**YOUR GOAL**
In the records below, print each line exactly and leave every image out.

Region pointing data

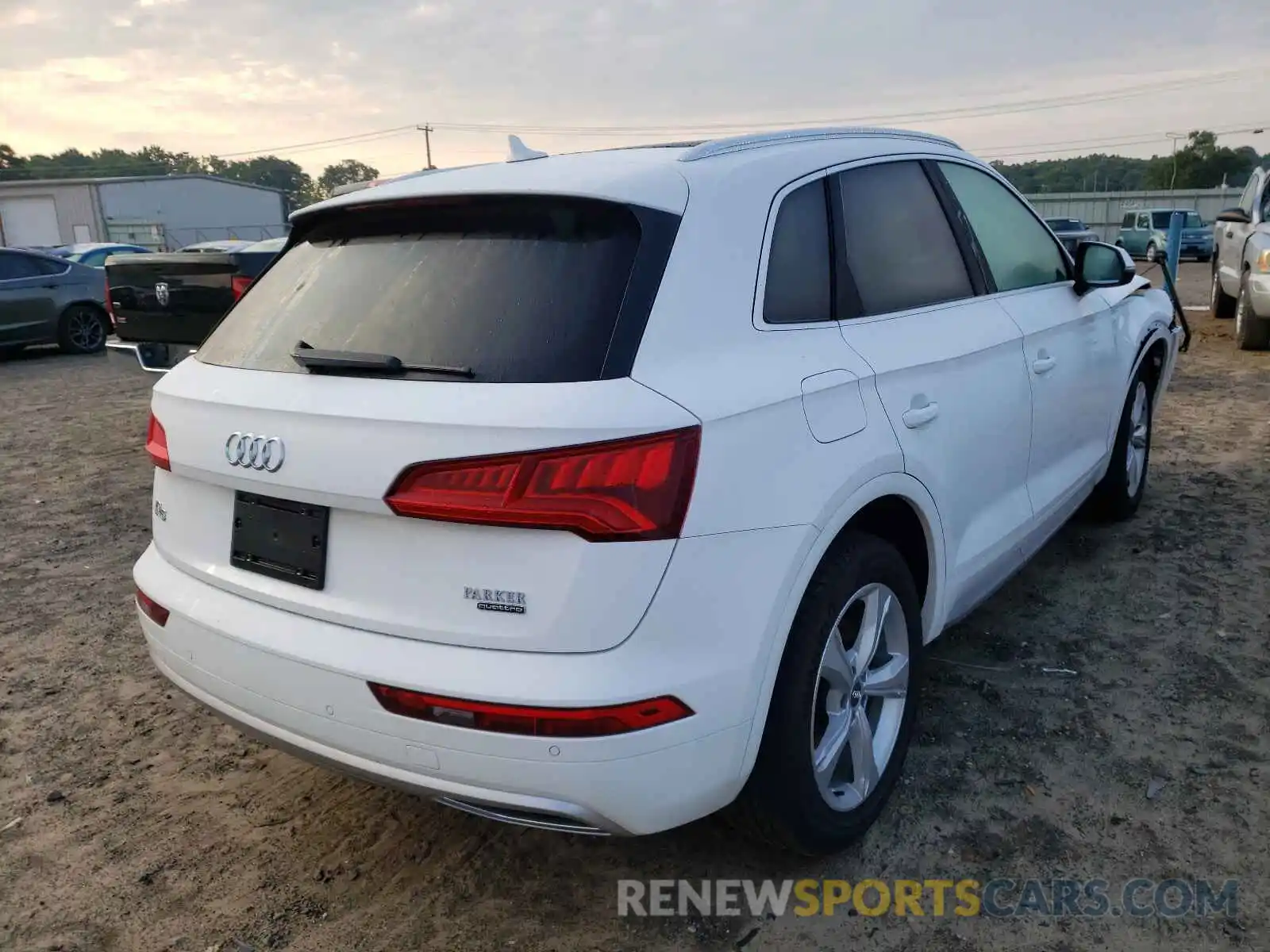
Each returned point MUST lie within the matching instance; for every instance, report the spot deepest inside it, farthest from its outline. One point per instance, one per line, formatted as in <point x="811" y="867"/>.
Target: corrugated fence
<point x="1104" y="211"/>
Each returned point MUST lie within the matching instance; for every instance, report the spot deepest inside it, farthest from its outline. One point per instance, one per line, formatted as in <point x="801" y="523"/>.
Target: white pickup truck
<point x="1241" y="264"/>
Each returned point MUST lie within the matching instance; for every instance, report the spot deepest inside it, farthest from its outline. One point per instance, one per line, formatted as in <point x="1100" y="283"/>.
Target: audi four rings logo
<point x="253" y="452"/>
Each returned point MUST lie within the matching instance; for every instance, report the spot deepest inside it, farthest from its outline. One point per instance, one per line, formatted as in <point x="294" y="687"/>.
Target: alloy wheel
<point x="84" y="330"/>
<point x="860" y="697"/>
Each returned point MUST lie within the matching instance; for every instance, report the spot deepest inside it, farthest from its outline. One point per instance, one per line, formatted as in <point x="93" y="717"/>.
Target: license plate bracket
<point x="279" y="539"/>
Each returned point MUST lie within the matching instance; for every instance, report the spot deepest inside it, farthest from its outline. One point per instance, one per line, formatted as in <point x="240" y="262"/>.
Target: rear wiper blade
<point x="360" y="362"/>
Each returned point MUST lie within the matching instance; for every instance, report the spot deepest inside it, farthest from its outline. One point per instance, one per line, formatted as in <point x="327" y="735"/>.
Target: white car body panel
<point x="802" y="427"/>
<point x="347" y="441"/>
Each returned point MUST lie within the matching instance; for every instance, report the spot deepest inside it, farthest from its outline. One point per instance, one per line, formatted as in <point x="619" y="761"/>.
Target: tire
<point x="822" y="689"/>
<point x="83" y="330"/>
<point x="1251" y="333"/>
<point x="1119" y="493"/>
<point x="1221" y="304"/>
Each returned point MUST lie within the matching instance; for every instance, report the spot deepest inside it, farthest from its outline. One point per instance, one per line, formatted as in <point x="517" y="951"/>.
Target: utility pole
<point x="427" y="141"/>
<point x="1175" y="137"/>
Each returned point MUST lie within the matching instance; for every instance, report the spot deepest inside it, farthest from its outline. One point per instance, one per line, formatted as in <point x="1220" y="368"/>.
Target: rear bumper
<point x="1259" y="292"/>
<point x="302" y="685"/>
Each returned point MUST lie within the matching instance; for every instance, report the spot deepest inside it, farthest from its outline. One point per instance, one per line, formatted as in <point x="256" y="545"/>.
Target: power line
<point x="321" y="143"/>
<point x="940" y="114"/>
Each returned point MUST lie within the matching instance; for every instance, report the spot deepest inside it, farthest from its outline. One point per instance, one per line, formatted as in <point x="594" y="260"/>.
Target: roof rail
<point x="740" y="144"/>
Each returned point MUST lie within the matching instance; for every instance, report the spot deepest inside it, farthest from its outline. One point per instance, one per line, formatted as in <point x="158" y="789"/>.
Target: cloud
<point x="253" y="75"/>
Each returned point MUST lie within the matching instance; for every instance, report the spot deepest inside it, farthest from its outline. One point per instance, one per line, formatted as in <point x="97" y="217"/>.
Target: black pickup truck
<point x="168" y="304"/>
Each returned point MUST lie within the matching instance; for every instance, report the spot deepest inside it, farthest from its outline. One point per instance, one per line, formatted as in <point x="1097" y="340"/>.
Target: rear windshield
<point x="521" y="290"/>
<point x="1162" y="220"/>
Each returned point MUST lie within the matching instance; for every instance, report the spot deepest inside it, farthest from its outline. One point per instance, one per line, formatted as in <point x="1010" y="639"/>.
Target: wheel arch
<point x="873" y="507"/>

**RESPONSE FOR THIS EXERCISE**
Each returned point MUST lie within the matching instance; for every instance, report the spot deepest inside it, farthest from its outline. One point per instance, one per line, formatted as in <point x="811" y="867"/>.
Target: corrugated fence
<point x="1104" y="211"/>
Each returned point MUST lie within the matching instance; for every instance, report the spot deepest inside it, farthest from its outline. One point per instance, one per line, formatted as in <point x="801" y="523"/>.
Target: white pickup truck
<point x="1241" y="264"/>
Each returned point MUST lie within the matching instance; for every instance, report the spot deepest inside it, farthest from its outline. One point per instance, one per line, formatted as in <point x="1100" y="283"/>.
Target: audi four rings logo
<point x="253" y="452"/>
Each returned point MUST lie within the matching instance; for every instance, report the spot deepest inside it, farthest from its outline. One point per instance, one per line, formatted as in <point x="294" y="687"/>.
Target: alloy wheel
<point x="84" y="330"/>
<point x="860" y="697"/>
Each returned point MUST lie within the matching instance; for every instance, report the spot deepest inside it, farthest from its outline. One point per instance, one per line, formatted as in <point x="93" y="717"/>.
Target: license plate bracket
<point x="279" y="539"/>
Each returned point MUST lie within the matching instance; for every instance, report the spot deepest inside it, farthest from its outline. One point per instance, one per line, formatted as in <point x="240" y="262"/>.
Target: rear wiper blade
<point x="360" y="362"/>
Each returned point MUST lie within the matching instance; for every instance, report the spot deepest inside it, farthest from its outline. One point per instance, one per line, formatted as in <point x="327" y="735"/>.
Target: white car body panel
<point x="802" y="427"/>
<point x="347" y="441"/>
Each returned point MUST lie within the matching instance; for every instance, report the spot deepest inside it, farthest from its outline. One point per instance, one per line, formatted as in <point x="619" y="761"/>.
Target: tire
<point x="822" y="689"/>
<point x="83" y="330"/>
<point x="1251" y="333"/>
<point x="1119" y="493"/>
<point x="1221" y="304"/>
Each returned point MUST lie within the matching instance; for every instance, report the spot deepest inside it, farthest from its outline. One point per instance, one per line, formatted as in <point x="517" y="951"/>.
Target: utility pole
<point x="427" y="141"/>
<point x="1175" y="137"/>
Each returned point MUST lie within the matching instance; for every instance, report the spot deepest inside it, farthest from its outline. One point per instance, one per line, formatted as in <point x="1220" y="368"/>.
Target: rear bumper
<point x="1259" y="292"/>
<point x="302" y="685"/>
Each returned point MUST lie within the matching instance; for every instance, report the spot deepest inside it, farthest from its outline. One point per instance, one per line, formatted as in <point x="256" y="545"/>.
Target: power line
<point x="321" y="143"/>
<point x="940" y="114"/>
Each returned point MUST lie within the matching instance; for every instance, report the spot deepest inside it, farthest from its outline. One point per instance, one per line, formatted as in <point x="594" y="260"/>.
Target: roof rail
<point x="740" y="144"/>
Each returned point MUST lie within the matching instance; for every instance, report the spot deepest inside it, farthest from its outline. One point per instance, one per line, formatted as in <point x="158" y="789"/>.
Target: cloud
<point x="253" y="75"/>
Each returned point MUST lie within the matching instance; for every instance, report the spot deepest inside it, farthest from its outline. One point per instance, one per line, formatted as in <point x="97" y="217"/>.
Target: black pickup truck
<point x="168" y="304"/>
Each returned point MUST lie within the matching instance; for every instance, report the spot deepest inside it, farthest from its outline. One point per instance, one per line, formatted as in <point x="1097" y="340"/>.
Target: rear windshield
<point x="521" y="290"/>
<point x="1162" y="220"/>
Each returned point MUST lie within the matching instance; for every instance, report the spot deepest inside it, farthest from its outline. One point per instance, one per line, formatted as in <point x="1010" y="639"/>.
Target: wheel arch
<point x="873" y="507"/>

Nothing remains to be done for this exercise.